Given problem: Copy out the items below with every "pick out" swapped for "mark" and everything else unchanged.

Extracted entries:
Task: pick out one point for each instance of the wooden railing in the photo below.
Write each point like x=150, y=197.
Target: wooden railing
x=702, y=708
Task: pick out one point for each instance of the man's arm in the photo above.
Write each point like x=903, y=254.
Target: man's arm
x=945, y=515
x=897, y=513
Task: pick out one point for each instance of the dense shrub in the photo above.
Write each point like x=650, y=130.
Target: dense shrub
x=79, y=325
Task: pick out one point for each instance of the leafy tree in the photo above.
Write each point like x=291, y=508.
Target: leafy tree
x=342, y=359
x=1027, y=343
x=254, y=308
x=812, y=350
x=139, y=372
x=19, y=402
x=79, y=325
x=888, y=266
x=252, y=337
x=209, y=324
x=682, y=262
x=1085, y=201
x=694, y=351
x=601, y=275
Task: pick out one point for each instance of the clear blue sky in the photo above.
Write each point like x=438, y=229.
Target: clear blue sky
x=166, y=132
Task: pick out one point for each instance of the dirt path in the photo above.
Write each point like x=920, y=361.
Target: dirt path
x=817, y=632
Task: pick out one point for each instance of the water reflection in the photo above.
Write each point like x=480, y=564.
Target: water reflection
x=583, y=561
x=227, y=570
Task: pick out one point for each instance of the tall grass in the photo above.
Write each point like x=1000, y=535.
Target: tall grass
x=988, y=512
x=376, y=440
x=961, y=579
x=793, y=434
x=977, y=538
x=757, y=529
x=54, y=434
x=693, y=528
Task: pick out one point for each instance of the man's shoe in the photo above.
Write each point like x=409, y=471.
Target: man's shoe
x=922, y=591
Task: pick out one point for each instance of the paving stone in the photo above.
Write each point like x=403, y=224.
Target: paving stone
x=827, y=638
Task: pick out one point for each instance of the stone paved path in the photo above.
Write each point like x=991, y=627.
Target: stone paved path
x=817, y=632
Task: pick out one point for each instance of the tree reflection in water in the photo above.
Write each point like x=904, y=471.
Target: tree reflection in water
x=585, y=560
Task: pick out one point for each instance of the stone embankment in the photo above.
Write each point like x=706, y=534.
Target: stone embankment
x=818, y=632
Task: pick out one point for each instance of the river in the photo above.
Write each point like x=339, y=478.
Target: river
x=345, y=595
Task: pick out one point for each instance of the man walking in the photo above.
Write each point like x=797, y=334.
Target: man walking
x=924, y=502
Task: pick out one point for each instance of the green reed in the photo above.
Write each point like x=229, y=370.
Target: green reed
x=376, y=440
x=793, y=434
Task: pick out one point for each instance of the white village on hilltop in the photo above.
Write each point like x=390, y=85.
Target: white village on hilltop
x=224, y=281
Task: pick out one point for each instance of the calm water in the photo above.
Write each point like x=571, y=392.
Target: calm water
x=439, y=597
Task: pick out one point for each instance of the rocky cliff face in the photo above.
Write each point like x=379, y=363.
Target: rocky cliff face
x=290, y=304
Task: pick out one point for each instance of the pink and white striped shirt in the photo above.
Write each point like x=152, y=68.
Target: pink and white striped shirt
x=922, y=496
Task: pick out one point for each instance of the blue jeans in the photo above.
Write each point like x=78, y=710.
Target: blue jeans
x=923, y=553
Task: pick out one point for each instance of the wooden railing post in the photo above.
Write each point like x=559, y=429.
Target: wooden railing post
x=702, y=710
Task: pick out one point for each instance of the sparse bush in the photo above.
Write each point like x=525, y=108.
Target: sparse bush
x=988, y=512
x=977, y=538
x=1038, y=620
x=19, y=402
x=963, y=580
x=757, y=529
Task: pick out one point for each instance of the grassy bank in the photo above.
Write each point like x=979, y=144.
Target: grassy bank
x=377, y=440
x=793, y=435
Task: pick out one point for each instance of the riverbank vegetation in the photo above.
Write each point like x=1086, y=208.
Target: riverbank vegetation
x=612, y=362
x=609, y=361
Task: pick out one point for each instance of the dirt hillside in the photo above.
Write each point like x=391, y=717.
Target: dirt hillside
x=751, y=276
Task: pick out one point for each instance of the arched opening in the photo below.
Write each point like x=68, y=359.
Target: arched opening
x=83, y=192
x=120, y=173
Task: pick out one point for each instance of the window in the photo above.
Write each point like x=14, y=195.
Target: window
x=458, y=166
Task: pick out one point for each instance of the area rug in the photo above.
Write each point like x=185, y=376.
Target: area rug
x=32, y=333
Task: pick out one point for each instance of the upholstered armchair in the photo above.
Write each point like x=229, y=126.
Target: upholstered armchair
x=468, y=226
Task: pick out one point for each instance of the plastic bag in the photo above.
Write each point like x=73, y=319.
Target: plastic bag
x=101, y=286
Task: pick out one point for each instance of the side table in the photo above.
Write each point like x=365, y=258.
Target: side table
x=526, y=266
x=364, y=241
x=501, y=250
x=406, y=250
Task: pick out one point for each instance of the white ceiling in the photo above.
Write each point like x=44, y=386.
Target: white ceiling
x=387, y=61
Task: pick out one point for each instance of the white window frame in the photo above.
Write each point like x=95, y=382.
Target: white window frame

Exercise result:
Task: mark one point for each instance of the wooden railing in the photo below.
Write each point like x=150, y=197.
Target: wooden railing
x=702, y=708
Task: mark one point for each instance of the man's arm in the photo above.
Write each point like x=903, y=254.
Target: man's arm
x=945, y=515
x=897, y=513
Task: mark one point for each instance of the dense shrub in the photo above.
Write each point like x=650, y=130.
Target: dense shrub
x=79, y=325
Task: mark one point for each instance of the leafy tree in the photo above.
Write each point like x=291, y=508.
Target: leafy tree
x=342, y=359
x=1027, y=343
x=254, y=308
x=812, y=350
x=139, y=372
x=19, y=402
x=79, y=325
x=888, y=266
x=252, y=337
x=209, y=324
x=682, y=262
x=1085, y=201
x=694, y=351
x=601, y=275
Task: mark one point for each instance of the clear blue sky in the photo above.
Write each point like x=438, y=229.
Target: clear blue sky
x=166, y=132
Task: mark one point for each instance of the dirt path in the photo above.
Write each point like x=920, y=361.
Target: dirt path
x=817, y=632
Task: mark one point for each instance of the water reflection in the photo above.
Write each point like x=480, y=564.
Target: water reflection
x=583, y=561
x=227, y=570
Task: mark one point for each instance of the tall grass in the photo above.
Write each point like x=1000, y=535.
Target: tall grass
x=988, y=512
x=376, y=440
x=961, y=579
x=793, y=434
x=977, y=538
x=757, y=529
x=54, y=434
x=693, y=528
Task: mark one point for each instance of the man's shoe in the photo above.
Write each point like x=409, y=471.
Target: man's shoe
x=922, y=591
Task: mark one point for each instance of the paving stone in the photo above.
Write each point like x=403, y=224.
Target: paving stone
x=827, y=638
Task: mark one point for each instance of the stone paved path in the photo above.
Write each point like x=991, y=627.
Target: stone paved path
x=817, y=632
Task: mark one point for each instance of the tree reflection in water in the photo above.
Write each point like x=904, y=471.
Target: tree reflection in water
x=585, y=560
Task: mark one point for each instance of the stone embankment in the photo above.
Write each point like x=706, y=534.
Target: stone embankment
x=818, y=632
Task: mark one point for each instance of the river in the photo above.
Write each point like x=339, y=478.
Target: river
x=345, y=595
Task: mark one point for each instance of the man walking in the photo above.
Write each point like x=797, y=334.
Target: man walking
x=924, y=502
Task: mark one point for each instance of the green reed in the photo above.
Write each point like x=229, y=370.
Target: green reed
x=376, y=440
x=793, y=434
Task: mark one point for each instance of the white village on hilltop in the photo above.
Write each point like x=390, y=85.
Target: white village on hilltop
x=224, y=281
Task: mark one point for each instance of the calm water in the photo above.
Write each point like x=571, y=392.
Target: calm water
x=439, y=597
Task: mark one point for each instance of the rocky cliff face in the photo above.
Write each point like x=379, y=363.
Target: rocky cliff face
x=290, y=304
Task: mark one point for each instance of the pink and white striped shirt in the photo above.
Write each point like x=152, y=68.
Target: pink and white striped shirt
x=922, y=496
Task: mark one point for each instance of the blue jeans in the photo above.
Write each point like x=78, y=710.
Target: blue jeans
x=923, y=553
Task: mark one point for each instance of the wooden railing post in the photo above.
Write each point like x=559, y=429.
Target: wooden railing post
x=702, y=710
Task: mark one point for each instance of the sparse bush in the photo above.
Write each point like x=525, y=108.
Target: sparse bush
x=988, y=512
x=977, y=538
x=1038, y=620
x=19, y=402
x=963, y=580
x=757, y=529
Task: mark one point for each instance of the grassy bank in the photo above.
Write each point like x=979, y=144.
Target: grassy bank
x=377, y=440
x=793, y=435
Task: mark one point for each instance of the riverbank vegetation in the photo above.
Write each point like x=1086, y=208.
Target: riverbank vegetation
x=612, y=362
x=609, y=361
Task: mark one point for each instance of the dirt hillside in the photo above.
Write each point like x=391, y=717.
Target: dirt hillside
x=751, y=276
Task: mark one point for each instance of the arched opening in the photo below.
Write each point like x=68, y=359.
Target: arched opening
x=83, y=192
x=120, y=173
Task: mark one point for each instance of the window in the photo above.
Write each point like x=14, y=195.
Target: window
x=458, y=166
Task: mark one point for each instance of the area rug in the photo above.
Write each point like x=185, y=376.
Target: area rug
x=32, y=333
Task: mark one point for each instance of the upholstered armchair in the photo above.
Write each point like x=229, y=126.
Target: upholstered armchair
x=468, y=226
Task: mark one point for each instance of the plastic bag in the photo above.
Write each point like x=73, y=319.
Target: plastic bag
x=101, y=286
Task: mark one point for each instance of the side table in the photo above.
Write each point like x=365, y=258.
Target: side table
x=526, y=266
x=364, y=241
x=501, y=250
x=406, y=250
Task: mark one point for each instance of the white ceiling in the photo above.
Write each point like x=44, y=386.
Target: white ceiling
x=387, y=61
Task: mark one point for each instance of the white window frame in the photo above.
Write each point like x=95, y=382.
Target: white window frame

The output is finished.